> **Problem statement**: Only the lines from the one that contains "Objective — for the wooden top" through the last line of the records should appear, each printed exactly as it is.

Point localization data
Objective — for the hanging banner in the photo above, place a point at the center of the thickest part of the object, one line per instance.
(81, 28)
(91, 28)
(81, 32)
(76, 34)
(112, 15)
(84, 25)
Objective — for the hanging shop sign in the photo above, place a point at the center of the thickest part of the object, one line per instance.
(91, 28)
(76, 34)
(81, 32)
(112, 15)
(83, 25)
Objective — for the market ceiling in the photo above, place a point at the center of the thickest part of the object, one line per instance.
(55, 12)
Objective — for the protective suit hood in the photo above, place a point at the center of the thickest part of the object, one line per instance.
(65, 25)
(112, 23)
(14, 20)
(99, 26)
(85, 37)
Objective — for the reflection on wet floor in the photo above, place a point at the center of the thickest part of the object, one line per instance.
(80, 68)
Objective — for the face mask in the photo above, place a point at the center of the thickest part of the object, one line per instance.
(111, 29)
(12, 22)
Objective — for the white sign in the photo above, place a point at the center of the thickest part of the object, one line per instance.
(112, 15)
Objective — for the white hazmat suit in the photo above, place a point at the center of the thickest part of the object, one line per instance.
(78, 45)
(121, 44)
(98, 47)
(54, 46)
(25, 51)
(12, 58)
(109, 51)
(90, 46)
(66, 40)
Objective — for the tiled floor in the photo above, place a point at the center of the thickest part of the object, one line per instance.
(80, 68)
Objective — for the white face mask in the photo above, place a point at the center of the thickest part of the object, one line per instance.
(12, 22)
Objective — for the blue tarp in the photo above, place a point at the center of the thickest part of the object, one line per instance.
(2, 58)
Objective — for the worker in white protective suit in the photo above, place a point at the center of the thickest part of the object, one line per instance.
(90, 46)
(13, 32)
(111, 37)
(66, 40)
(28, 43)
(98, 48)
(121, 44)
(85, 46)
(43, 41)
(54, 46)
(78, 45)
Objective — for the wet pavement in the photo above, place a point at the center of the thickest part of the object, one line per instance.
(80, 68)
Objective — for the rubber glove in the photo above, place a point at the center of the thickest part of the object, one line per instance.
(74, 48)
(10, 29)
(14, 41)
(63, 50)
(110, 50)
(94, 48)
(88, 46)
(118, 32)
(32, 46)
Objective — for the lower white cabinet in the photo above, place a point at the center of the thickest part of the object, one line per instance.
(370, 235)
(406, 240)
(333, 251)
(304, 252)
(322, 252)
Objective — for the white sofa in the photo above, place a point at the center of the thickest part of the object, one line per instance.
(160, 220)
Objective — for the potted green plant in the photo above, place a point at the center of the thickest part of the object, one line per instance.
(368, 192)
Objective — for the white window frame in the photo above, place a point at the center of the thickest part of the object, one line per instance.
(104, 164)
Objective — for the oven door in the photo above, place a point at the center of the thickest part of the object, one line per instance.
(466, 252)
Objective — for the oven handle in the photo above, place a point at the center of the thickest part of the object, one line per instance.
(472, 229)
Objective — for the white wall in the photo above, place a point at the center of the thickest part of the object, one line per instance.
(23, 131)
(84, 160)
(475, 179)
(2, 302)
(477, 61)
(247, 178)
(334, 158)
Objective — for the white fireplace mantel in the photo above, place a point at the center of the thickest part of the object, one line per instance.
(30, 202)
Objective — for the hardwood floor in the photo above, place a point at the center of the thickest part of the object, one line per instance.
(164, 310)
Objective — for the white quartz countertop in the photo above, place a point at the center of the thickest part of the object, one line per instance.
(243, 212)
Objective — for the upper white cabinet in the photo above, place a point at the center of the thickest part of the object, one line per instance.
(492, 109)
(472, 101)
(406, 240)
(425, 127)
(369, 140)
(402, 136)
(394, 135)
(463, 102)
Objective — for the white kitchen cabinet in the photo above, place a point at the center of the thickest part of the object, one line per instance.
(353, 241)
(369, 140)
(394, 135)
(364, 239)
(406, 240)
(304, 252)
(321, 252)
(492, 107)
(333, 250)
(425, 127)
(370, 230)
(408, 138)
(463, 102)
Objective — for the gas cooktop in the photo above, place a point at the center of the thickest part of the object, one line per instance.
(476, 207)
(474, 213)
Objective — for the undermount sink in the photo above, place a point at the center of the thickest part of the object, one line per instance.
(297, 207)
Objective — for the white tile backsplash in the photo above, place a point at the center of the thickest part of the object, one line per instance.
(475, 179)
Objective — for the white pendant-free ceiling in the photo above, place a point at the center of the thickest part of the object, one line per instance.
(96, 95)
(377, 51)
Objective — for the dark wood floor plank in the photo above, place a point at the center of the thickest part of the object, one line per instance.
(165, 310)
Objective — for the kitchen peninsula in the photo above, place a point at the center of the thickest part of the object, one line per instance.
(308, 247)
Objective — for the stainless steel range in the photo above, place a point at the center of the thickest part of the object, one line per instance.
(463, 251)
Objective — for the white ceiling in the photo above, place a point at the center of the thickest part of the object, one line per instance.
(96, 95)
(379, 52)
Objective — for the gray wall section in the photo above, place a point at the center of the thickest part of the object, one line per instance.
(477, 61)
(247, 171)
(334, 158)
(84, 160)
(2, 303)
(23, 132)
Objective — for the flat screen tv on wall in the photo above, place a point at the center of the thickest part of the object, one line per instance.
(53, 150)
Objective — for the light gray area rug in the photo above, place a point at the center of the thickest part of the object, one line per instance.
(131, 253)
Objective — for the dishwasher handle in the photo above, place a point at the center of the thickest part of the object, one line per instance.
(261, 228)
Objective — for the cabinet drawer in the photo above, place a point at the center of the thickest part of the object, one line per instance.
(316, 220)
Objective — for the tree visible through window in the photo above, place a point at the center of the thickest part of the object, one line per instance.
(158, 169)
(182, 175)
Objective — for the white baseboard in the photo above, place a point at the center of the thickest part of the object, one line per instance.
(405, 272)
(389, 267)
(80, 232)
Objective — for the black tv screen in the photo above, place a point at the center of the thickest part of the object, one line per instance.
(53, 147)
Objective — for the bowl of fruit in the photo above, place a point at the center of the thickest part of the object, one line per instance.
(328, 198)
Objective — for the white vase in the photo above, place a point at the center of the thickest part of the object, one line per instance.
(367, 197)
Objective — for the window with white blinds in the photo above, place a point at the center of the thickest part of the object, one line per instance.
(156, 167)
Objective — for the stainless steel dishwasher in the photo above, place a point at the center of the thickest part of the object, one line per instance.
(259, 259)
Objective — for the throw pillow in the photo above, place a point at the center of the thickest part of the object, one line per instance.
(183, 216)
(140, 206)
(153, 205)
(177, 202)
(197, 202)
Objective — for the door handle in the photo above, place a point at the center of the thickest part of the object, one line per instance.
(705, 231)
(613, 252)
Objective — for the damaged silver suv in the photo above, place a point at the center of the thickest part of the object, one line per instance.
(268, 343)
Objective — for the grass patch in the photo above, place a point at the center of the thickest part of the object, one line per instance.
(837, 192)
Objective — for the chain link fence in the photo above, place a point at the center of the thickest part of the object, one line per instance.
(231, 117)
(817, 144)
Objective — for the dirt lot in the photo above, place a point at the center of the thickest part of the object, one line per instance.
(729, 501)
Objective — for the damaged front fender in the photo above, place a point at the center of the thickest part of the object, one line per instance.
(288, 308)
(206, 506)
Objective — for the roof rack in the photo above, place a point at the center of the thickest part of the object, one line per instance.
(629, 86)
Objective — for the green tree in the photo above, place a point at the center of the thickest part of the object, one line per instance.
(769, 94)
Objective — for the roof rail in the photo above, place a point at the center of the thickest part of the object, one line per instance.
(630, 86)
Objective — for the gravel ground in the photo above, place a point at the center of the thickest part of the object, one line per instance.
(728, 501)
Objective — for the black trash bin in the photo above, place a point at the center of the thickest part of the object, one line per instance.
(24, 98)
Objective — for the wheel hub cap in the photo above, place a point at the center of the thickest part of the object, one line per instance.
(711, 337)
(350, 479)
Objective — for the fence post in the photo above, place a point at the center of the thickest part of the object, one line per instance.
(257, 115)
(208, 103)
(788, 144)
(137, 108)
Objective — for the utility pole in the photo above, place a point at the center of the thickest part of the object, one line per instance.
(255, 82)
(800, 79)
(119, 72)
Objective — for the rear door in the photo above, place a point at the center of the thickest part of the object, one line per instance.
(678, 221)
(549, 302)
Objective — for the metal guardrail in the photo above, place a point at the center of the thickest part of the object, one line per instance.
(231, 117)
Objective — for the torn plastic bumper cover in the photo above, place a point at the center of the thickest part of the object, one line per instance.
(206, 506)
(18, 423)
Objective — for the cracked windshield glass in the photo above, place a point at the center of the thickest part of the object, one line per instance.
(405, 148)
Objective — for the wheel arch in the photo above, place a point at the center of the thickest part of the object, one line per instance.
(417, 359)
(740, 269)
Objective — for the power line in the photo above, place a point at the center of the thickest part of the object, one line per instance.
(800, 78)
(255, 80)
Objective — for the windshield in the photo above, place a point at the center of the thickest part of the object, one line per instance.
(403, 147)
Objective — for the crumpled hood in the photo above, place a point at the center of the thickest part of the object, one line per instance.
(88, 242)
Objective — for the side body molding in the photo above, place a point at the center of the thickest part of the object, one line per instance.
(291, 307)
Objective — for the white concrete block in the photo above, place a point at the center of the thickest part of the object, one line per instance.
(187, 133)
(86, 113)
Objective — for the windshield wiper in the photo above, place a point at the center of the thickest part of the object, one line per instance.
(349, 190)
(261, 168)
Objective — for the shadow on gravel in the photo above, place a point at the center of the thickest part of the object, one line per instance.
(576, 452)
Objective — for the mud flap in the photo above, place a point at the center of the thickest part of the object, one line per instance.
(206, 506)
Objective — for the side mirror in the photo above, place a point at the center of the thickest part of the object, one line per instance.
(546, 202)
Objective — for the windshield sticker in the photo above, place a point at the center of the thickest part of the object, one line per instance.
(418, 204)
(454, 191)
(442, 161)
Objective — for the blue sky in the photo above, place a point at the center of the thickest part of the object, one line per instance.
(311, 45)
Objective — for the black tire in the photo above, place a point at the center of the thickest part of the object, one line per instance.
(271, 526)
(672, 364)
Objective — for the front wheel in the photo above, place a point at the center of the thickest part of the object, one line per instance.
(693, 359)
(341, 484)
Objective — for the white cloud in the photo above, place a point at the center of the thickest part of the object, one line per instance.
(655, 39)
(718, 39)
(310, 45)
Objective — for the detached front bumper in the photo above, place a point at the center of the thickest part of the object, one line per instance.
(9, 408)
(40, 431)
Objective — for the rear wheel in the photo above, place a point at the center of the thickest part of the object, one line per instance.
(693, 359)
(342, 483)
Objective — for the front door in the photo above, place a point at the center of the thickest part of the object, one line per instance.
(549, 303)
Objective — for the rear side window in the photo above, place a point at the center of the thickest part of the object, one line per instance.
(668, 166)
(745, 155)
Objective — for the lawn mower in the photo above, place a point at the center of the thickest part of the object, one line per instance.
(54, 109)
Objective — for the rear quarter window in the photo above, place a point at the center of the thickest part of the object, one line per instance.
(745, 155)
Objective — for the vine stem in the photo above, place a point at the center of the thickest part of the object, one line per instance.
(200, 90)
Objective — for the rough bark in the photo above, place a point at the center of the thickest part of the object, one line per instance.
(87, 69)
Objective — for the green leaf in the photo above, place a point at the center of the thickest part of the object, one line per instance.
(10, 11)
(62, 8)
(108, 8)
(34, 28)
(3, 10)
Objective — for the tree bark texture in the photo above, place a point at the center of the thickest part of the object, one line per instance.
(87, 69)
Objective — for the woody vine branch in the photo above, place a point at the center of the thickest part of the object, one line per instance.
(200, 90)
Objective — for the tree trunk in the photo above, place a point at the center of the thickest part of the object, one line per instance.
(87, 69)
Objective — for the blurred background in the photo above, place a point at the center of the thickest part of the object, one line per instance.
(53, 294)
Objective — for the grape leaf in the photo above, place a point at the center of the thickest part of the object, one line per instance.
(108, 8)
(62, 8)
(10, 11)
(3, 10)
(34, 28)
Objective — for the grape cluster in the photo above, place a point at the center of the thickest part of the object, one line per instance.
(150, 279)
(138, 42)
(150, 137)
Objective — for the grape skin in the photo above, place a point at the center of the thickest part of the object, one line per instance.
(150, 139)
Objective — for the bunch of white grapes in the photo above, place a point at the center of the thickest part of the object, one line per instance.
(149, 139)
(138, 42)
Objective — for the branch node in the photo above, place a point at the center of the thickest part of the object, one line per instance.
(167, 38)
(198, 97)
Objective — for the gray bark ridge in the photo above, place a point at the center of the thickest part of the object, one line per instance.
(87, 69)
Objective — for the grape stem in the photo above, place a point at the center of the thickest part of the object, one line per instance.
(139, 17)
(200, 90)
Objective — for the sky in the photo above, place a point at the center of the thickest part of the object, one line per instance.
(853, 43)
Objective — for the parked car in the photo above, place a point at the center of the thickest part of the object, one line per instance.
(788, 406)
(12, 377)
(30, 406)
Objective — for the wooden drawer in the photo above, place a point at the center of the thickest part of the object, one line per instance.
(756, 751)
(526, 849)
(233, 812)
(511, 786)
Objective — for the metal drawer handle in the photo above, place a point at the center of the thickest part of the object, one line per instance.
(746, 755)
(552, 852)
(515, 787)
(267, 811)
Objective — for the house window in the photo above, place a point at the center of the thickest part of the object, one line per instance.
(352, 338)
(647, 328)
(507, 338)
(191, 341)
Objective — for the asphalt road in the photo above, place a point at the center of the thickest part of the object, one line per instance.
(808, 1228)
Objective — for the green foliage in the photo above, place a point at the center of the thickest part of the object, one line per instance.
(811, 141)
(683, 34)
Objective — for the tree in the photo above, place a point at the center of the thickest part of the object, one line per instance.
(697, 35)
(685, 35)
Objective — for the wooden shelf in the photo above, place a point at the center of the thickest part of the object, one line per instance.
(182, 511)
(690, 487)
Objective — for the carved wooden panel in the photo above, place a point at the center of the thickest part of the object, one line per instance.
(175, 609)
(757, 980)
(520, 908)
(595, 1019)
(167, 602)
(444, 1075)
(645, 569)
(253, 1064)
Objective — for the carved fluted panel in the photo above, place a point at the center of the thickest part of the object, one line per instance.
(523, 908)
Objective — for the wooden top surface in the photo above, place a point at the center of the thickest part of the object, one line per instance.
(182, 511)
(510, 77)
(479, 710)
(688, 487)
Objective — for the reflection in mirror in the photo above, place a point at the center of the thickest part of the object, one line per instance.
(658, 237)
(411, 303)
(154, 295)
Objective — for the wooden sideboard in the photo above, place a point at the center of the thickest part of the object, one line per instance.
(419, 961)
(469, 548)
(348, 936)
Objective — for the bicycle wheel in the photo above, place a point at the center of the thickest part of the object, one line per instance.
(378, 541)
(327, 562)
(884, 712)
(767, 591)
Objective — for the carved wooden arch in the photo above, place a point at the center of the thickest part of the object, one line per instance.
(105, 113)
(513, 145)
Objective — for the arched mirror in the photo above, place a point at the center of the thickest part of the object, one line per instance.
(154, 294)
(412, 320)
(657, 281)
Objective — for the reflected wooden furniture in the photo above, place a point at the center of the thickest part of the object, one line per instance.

> **Completed task**:
Objective — for the wooden top surface in the photo above, place a point at the center of the thickest part of the object, one line per instance.
(182, 511)
(510, 77)
(479, 710)
(688, 487)
Objective — for the reflection in mirror in the photo above, place a point at the center of the thickest part of the object, one line per instance.
(658, 237)
(411, 303)
(154, 295)
Objective — for the wooden sideboard in the photo above, place a point at the center of the thickest part of the object, one line per instance.
(419, 961)
(469, 548)
(348, 936)
Objective — for the bicycle wheel in the photo above, place a point at the center of the thickest part of the object, one line per instance.
(378, 541)
(327, 562)
(884, 712)
(767, 591)
Objective — for the carved wooden arch in the photo above, place a point at the center of the thickest part of the object, one line per instance.
(105, 113)
(513, 145)
Objective — for the arched mirror in the photo above, place a point at the center of the thickest part of the object, one line per instance.
(154, 294)
(412, 320)
(657, 281)
Objective — for the reflected wooden furniture in the photo above, place a point at the center of the thickest part of the object, one line per instance.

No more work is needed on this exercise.